◆ Referring expression data

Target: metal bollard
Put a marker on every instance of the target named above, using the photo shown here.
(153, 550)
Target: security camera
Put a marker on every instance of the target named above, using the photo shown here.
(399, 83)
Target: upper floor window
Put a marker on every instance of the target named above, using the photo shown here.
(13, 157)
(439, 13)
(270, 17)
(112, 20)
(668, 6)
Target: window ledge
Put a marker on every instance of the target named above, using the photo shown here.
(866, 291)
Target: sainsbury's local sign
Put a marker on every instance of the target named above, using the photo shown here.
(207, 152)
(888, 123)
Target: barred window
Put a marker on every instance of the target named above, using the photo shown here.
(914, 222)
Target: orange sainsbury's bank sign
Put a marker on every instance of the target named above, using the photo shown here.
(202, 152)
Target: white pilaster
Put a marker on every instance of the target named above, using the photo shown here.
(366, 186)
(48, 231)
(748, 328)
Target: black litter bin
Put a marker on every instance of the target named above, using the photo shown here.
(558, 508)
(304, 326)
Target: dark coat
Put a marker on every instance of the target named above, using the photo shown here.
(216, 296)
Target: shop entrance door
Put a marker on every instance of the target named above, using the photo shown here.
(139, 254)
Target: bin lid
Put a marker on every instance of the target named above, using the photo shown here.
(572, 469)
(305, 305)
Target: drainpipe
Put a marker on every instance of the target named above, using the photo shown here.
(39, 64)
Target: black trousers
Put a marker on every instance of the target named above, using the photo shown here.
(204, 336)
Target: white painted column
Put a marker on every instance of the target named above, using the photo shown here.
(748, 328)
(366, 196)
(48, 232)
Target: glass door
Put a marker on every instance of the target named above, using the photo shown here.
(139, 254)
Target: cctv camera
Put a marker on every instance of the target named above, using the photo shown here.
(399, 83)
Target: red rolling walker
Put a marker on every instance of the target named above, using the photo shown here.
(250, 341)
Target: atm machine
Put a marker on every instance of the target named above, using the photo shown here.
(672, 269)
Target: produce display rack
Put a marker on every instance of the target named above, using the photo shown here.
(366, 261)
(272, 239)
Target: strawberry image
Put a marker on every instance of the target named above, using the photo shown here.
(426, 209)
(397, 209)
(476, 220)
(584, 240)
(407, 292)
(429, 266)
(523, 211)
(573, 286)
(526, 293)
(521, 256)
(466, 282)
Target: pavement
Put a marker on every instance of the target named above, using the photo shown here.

◆ What this task involves
Please count the lines above that contain the string "sign" and reply with the number alone.

◆ Result for this exercise
2